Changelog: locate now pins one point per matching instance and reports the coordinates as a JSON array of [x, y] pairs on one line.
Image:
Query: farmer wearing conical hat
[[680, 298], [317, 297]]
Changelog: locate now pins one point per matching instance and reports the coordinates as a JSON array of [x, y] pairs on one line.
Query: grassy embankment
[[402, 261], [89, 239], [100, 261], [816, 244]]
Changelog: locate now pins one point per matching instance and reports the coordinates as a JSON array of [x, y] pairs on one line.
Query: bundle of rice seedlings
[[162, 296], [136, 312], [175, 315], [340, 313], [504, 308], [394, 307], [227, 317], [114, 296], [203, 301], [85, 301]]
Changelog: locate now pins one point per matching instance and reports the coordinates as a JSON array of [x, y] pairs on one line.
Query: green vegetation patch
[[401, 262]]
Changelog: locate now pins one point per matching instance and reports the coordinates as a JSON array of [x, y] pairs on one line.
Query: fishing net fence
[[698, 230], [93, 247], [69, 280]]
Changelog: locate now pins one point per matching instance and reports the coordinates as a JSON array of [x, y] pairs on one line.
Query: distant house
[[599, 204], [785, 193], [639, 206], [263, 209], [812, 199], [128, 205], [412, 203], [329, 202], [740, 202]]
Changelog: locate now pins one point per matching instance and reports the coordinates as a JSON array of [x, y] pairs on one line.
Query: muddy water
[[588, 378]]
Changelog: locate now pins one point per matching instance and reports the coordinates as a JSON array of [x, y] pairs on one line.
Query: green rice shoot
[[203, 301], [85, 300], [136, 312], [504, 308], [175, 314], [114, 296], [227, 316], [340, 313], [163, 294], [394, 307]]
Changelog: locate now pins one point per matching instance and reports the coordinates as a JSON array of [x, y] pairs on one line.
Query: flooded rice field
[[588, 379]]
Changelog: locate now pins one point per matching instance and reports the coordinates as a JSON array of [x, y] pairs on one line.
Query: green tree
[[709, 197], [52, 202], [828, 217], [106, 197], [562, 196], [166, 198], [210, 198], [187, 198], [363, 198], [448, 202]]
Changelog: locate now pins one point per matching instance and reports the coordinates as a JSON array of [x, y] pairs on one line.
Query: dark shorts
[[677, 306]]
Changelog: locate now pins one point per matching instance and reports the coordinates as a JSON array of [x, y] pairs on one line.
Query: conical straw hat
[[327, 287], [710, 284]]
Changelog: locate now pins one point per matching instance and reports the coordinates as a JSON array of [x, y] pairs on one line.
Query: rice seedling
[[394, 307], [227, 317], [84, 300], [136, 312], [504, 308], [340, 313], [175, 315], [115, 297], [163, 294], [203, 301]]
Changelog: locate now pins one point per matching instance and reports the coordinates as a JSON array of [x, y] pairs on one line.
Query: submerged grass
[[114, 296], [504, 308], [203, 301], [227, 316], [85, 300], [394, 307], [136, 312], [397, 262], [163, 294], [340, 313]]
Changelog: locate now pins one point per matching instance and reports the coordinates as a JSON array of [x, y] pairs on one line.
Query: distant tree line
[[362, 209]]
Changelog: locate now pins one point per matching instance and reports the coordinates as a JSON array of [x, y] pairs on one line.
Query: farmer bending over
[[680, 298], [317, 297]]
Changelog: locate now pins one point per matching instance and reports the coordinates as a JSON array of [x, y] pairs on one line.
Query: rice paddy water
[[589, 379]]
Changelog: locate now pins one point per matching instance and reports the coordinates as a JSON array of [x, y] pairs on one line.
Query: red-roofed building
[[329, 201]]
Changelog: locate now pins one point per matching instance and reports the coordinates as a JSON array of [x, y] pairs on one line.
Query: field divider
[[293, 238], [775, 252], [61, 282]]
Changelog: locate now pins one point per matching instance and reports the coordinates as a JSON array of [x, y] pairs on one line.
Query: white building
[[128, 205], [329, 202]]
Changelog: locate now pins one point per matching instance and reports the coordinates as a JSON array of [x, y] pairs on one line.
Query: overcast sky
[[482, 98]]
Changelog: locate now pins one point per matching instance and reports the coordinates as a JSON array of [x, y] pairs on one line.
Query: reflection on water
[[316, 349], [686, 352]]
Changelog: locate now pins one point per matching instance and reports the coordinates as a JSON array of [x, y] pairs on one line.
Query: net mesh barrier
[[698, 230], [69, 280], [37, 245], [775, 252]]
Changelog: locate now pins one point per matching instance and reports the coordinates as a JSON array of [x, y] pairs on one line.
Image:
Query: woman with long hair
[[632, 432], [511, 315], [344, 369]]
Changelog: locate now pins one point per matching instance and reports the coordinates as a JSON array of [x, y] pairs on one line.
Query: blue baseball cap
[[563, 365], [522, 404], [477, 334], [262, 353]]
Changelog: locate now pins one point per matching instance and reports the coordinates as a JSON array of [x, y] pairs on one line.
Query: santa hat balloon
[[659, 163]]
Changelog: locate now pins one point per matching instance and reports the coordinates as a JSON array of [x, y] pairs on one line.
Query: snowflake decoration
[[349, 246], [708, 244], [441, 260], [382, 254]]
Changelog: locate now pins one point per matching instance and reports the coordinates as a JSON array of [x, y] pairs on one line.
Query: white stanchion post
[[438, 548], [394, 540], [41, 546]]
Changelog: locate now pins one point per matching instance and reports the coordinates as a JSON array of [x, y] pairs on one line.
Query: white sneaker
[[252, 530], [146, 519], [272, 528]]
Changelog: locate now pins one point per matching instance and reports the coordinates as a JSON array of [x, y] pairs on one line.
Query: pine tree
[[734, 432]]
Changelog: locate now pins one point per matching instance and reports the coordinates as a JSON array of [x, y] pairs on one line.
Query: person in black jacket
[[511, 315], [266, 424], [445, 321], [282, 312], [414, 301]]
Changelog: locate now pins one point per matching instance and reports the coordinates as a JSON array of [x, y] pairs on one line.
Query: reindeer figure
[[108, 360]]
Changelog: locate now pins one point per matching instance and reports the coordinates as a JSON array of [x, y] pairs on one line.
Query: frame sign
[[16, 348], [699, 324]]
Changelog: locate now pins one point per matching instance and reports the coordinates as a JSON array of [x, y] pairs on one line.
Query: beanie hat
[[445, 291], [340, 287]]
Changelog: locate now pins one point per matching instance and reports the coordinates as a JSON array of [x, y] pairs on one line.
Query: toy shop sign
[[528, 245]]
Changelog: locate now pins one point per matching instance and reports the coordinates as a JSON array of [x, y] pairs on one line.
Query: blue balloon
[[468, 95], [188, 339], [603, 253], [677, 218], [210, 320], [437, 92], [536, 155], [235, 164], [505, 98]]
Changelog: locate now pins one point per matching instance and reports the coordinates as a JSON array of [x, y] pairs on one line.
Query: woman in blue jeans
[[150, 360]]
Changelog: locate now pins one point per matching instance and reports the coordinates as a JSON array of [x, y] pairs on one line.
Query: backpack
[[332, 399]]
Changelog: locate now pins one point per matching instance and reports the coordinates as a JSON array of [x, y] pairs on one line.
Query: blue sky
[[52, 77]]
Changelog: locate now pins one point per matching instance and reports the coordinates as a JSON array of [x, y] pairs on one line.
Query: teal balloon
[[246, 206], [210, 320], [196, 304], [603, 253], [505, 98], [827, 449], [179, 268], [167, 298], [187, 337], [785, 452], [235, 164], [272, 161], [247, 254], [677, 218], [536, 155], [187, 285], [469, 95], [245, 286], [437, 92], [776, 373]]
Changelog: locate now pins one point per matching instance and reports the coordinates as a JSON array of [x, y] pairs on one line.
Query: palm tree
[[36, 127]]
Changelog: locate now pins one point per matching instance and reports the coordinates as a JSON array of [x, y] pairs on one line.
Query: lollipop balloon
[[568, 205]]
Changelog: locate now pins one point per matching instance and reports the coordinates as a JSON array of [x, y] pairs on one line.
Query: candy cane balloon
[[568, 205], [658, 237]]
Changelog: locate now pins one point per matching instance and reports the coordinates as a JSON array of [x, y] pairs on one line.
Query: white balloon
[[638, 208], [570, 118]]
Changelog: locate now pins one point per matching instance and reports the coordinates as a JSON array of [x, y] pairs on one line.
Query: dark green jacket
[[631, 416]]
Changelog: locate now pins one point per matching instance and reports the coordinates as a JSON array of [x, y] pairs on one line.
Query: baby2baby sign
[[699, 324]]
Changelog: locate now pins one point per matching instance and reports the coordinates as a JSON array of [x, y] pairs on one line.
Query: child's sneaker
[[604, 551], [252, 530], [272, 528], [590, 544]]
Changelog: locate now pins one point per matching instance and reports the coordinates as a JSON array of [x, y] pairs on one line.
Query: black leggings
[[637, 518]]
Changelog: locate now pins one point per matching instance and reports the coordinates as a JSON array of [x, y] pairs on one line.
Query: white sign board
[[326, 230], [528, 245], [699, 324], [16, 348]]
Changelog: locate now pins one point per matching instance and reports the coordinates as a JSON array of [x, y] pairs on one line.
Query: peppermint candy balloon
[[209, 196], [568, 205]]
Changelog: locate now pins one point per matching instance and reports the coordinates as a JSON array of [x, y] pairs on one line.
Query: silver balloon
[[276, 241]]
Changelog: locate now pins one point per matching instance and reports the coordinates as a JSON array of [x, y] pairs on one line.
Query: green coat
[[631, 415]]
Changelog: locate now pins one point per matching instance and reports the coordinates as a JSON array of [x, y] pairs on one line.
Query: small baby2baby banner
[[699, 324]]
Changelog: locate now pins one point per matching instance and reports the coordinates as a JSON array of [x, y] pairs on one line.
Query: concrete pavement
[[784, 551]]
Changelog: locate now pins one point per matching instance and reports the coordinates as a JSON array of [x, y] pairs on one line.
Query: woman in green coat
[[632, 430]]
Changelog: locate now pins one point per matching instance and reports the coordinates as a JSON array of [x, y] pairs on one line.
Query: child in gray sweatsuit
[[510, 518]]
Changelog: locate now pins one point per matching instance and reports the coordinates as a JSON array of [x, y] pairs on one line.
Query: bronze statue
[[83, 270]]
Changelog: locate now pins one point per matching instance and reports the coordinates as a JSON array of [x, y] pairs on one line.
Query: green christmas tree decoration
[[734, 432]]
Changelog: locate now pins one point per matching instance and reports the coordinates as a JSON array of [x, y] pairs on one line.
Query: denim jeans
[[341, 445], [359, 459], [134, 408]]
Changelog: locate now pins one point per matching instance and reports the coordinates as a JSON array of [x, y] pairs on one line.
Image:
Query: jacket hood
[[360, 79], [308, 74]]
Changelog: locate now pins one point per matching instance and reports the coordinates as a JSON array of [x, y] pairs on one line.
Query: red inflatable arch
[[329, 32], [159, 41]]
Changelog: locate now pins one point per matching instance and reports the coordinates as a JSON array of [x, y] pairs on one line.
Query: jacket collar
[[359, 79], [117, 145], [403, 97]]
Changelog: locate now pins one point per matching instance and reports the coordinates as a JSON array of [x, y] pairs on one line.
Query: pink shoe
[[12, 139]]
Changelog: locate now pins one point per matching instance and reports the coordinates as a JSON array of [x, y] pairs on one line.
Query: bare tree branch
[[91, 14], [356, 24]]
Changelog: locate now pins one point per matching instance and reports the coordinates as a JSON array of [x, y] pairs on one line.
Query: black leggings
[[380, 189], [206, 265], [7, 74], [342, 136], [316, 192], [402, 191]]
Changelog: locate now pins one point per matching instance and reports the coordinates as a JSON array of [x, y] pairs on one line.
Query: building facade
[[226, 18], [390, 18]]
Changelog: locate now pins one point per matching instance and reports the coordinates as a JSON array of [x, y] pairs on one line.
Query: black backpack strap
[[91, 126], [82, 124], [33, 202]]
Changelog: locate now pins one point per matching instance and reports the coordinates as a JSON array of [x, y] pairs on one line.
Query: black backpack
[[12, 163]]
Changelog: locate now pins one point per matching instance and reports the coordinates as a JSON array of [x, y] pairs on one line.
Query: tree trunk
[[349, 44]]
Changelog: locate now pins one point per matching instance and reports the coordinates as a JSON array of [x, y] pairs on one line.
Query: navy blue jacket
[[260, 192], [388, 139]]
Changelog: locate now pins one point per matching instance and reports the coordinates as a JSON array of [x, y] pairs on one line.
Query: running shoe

_TASK INSTRUCTIONS:_
Using the entries above, restate word for word every line from the one that contains "Query: navy blue jacket" through the last.

_SOLVED EXERCISE:_
Query: navy blue jacket
[[260, 192], [388, 139]]
Changelog: locate now pins one point per matching instance and reports the coordinates as a JSON array of [x, y] pairs on one line.
Query: running shoe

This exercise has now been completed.